Dans le microcosme de la critique française, Sombre a fait grand bruit. Adoré par les uns, haït par d’autres. Formellement par les uns, moralement par les autres. Choquant mais bien fait. Novateur quoique irrémédiablement immoral. Et si, pour une fois, nous inversions la proposition : sans morale et expérimentalement frauduleux ? Prenons les choses en ordre.

De bout en bout, Sombre est miné par son refus de convoquer les images traumatiques de l’horreur. Chez Lynch par exemple, l’œil est toujours soumis à l’expérience d’un corps meurtri (un fœtus hurlant, une oreille coupée, une femme ensanglantée, une pointe de verre enchâssée dans une tête), déployant l’horreur dans sa dimension matérielle, sensible. Dans Sombre, la froideur est de mise, embarqué dans une réfrigération toute intellectuelle. De corps, de chair, de sang, point. De désir non plus, comme si Grandrieux avait peur de montrer ce qui émeut et fait frémir. La façon qu’à son héros de tuer ses victimes, par exemple, est symptomatique de cette attitude : une sorte d’étouffement maniéré, pensé, trop artificiel pour être vraiment émouvant. Trop propre surtout, comme si Grandrieux évitait la confrontation à ce qu’il peut y avoir d’incarnation dans la représentation d’un meurtre sur un écran de cinéma. Il ressort de tout cela une sorte d’imagerie hygiéniste somme toute assez creuse.

Objectif Cinéma (c) D.R.

Pas de morale dit-il. Certes, on ne l’y oblige pas. Dans Henry, portrait of a serial killer, point de morale. Pourtant, John Mac Naughton n’évite pas son sujet, il le cueille, de manière frontale, au cœur de la folie froide de son héros. La confrontation des affects moraux du spectateur avec ce personnage dont les actes sont au-delà de la simple morale judiciaire est ce qui procure ce sentiment d’effroi. Le mal serait donc quelque chose d’impénétrable, qui, fondamentalement, se dérobe à tout jugement. Il faudrait aussi revoir L’argent de Bresson, pour comprendre que la figure de l’ellipse, loin de jouer la carte de l’évitement, renforce l’effroi. Parce que le mouvement de l’ellipse, dans ce cas, c’est de ne pouvoir donner accès à la compréhension d’une horreur repoussée dans les limbes. On ne voit pas, on ne sait pas, on ne comprend pas.

- - - -

* SUR CET EXERCICE
Modifiez le passage de la critique de Sombre en commençant à « Dans le microcosme » et en terminant à « choses en ordre. ». Remplacez « microcosme » par « petit monde » et recopiez le passage ainsi changé.

* Données sources

- - - -

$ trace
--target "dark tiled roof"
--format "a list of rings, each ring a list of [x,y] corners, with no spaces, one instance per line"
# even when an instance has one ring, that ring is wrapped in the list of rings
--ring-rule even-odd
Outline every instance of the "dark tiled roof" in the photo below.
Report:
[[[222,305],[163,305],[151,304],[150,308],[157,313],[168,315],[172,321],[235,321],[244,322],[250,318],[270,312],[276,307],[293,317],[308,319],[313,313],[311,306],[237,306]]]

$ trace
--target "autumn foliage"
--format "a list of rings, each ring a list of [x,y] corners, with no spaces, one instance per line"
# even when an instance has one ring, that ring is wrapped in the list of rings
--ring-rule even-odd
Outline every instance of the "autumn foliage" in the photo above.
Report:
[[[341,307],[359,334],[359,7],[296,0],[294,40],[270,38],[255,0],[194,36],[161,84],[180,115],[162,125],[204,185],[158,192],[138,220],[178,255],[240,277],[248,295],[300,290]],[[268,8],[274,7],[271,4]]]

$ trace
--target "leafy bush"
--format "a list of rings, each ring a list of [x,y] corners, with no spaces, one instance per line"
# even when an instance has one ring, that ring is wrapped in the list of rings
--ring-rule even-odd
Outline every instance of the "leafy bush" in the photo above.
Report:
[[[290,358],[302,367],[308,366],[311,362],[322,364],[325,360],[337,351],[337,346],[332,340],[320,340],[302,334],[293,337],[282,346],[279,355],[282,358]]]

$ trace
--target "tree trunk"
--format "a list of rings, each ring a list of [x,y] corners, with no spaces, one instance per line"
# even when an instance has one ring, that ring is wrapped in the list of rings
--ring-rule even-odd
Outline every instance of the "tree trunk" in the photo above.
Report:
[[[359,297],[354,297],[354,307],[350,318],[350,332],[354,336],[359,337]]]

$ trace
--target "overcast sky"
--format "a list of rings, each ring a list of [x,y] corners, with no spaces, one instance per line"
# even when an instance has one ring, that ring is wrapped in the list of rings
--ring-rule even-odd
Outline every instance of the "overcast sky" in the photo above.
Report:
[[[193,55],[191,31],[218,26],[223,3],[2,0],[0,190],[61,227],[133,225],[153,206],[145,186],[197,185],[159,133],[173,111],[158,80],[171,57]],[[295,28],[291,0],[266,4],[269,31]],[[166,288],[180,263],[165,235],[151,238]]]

- - - -

* ESPACE DE RÉPONSE
Dans le petit monde de la critique française, Sombre a fait grand bruit. Adoré par les uns, haït par d’autres. Formellement par les uns, moralement par les autres. Choquant mais bien fait. Novateur quoique irrémédiablement immoral. Et si, pour une fois, nous inversions la proposition : sans morale et expérimentalement frauduleux ? Prenons les choses en ordre.